• _WHAT YOU WILL DO_
Repeat the lines of the listing below exactly, starting at the line that contains "Exercise. Mark the white cloud in the photograph below" and running through the last line, both included, and only those.

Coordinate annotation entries
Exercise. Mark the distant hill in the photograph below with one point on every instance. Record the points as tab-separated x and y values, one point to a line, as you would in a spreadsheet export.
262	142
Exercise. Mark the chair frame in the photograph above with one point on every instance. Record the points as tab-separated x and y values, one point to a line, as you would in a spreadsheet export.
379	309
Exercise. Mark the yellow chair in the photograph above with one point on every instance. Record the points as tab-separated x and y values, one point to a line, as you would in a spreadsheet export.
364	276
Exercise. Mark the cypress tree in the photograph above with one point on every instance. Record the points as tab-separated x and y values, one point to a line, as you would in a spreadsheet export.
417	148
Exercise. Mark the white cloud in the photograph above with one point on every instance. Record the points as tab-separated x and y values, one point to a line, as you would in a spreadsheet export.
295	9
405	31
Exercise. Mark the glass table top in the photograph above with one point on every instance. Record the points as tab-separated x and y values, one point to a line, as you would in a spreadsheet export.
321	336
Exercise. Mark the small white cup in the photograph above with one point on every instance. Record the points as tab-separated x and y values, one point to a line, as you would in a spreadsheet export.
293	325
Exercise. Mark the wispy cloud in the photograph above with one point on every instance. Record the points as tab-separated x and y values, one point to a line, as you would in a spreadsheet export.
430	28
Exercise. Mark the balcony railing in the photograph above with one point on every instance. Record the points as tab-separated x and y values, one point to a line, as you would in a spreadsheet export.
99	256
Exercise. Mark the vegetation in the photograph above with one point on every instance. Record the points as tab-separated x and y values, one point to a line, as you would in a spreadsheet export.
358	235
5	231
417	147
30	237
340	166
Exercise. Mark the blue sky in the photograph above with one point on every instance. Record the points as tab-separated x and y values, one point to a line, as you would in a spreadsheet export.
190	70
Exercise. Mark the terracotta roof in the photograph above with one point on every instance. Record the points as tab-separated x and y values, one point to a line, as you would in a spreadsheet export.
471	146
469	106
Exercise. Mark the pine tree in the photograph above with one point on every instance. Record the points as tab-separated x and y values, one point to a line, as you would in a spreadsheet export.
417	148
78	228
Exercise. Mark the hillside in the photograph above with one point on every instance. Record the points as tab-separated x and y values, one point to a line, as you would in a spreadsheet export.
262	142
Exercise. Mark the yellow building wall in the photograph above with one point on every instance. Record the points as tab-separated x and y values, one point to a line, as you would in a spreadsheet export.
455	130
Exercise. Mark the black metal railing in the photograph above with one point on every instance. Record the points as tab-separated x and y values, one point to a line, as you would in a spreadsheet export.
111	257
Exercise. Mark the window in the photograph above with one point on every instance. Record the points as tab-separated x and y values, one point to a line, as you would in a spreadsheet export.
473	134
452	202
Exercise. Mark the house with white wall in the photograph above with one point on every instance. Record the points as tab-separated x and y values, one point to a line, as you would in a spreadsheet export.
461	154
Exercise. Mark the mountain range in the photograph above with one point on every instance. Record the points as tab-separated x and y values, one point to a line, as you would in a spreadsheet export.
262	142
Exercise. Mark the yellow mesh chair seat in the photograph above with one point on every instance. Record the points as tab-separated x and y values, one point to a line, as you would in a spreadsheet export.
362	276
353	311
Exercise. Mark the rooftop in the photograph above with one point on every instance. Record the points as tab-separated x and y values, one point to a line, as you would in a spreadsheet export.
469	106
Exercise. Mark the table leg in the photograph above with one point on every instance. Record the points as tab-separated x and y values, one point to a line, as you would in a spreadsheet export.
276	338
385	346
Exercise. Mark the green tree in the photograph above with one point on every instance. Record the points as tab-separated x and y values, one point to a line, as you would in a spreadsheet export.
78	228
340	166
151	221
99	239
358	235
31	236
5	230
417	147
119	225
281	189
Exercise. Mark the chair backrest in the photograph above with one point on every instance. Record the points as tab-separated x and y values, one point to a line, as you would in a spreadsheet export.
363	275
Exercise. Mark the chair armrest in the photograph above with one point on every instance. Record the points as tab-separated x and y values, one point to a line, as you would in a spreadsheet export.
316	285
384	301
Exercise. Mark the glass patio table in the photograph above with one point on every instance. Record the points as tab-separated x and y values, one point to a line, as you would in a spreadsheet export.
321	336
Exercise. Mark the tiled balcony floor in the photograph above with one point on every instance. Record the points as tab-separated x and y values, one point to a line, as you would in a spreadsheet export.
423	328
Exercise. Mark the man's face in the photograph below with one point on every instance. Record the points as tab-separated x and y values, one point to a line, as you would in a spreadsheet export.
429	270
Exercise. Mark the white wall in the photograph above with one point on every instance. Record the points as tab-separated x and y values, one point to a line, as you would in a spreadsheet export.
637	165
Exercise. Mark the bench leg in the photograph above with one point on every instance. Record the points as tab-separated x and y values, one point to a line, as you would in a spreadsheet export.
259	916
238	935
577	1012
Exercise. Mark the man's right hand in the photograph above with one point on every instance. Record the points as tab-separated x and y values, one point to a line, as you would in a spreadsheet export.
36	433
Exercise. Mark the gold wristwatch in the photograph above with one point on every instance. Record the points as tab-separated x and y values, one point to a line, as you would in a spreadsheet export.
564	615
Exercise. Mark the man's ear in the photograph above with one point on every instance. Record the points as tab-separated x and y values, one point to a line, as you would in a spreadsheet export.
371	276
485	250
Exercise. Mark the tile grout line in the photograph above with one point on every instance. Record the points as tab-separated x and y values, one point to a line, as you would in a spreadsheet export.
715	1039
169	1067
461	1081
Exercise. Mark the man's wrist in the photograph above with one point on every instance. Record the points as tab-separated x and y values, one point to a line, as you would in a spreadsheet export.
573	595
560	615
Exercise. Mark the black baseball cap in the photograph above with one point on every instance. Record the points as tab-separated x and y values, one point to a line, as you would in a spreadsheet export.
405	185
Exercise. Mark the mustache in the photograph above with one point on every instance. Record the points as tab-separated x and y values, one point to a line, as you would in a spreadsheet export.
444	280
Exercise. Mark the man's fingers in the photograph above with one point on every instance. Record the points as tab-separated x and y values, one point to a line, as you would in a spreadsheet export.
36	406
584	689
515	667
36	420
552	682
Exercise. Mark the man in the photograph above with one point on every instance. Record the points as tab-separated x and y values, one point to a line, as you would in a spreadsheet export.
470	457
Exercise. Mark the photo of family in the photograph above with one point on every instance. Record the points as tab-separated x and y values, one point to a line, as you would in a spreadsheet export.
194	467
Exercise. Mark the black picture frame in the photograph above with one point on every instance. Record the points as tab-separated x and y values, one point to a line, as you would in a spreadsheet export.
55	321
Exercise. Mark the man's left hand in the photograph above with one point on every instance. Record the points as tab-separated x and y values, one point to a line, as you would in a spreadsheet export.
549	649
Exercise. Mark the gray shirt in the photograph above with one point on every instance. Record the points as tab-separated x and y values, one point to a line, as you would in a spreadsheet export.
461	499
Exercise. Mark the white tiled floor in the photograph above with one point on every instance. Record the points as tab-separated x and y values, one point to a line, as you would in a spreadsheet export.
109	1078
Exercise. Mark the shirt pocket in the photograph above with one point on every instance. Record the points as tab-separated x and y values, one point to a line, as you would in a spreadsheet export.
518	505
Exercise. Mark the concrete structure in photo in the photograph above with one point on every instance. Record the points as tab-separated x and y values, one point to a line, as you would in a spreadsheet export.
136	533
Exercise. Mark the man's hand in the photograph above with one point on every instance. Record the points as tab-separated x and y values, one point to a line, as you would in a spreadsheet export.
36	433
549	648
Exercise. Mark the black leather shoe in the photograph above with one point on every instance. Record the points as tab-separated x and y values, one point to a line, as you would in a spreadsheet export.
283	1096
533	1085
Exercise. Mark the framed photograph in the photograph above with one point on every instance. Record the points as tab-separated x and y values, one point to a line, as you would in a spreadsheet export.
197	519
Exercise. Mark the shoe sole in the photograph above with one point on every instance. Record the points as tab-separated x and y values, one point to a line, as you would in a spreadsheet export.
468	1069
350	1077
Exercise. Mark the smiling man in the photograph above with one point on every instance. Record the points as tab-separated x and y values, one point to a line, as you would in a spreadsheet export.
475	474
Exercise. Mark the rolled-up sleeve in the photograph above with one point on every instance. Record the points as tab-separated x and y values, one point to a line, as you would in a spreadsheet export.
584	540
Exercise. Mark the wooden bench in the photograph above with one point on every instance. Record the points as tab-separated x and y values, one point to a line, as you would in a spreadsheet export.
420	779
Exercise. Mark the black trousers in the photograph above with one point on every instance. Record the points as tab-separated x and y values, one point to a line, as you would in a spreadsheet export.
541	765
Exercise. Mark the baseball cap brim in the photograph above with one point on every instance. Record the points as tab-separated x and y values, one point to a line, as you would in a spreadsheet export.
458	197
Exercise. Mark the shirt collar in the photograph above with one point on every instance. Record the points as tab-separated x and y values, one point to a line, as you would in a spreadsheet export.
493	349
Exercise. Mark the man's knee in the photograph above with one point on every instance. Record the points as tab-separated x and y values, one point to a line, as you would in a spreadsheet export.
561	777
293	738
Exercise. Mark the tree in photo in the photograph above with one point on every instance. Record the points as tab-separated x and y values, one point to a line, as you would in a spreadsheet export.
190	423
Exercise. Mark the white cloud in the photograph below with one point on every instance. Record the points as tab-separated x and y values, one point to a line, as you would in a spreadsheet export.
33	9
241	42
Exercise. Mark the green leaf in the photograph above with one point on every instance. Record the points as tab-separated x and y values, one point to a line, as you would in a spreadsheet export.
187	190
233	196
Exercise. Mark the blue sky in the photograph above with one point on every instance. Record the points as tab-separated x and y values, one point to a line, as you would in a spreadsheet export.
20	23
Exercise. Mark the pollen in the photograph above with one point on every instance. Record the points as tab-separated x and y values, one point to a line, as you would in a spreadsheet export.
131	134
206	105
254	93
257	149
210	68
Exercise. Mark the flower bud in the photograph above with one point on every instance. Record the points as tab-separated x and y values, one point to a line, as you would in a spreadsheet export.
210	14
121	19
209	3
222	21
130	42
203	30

• _FINAL RESULT_
Exercise. Mark the white cloud in the photograph below with one point on every instance. Record the points as tab-separated x and y values, one point to a line, as you would in a spreadsheet export.
33	9
241	42
Exercise. Mark the green leaf in the photograph above with one point on every instance. Record the points as tab-separated x and y values, one point to a line, as you would in a spreadsheet export.
187	190
233	196
Exercise. Mark the blue sky in the photograph above with one point on every instance. Record the points as tab-separated x and y values, one point to a line, as you would in a spreadsheet export.
20	23
Exercise. Mark the pollen in the photograph above with one point on every instance. Record the points as tab-separated x and y values, one point to a line, as you would in a spreadsheet export.
131	134
206	105
254	93
257	149
210	68
Exercise. Mark the flower bud in the photograph above with one point on every instance. Record the points as tab-separated x and y values, one point to a line, as you would in a spreadsheet export.
210	14
121	19
209	3
222	21
130	42
203	30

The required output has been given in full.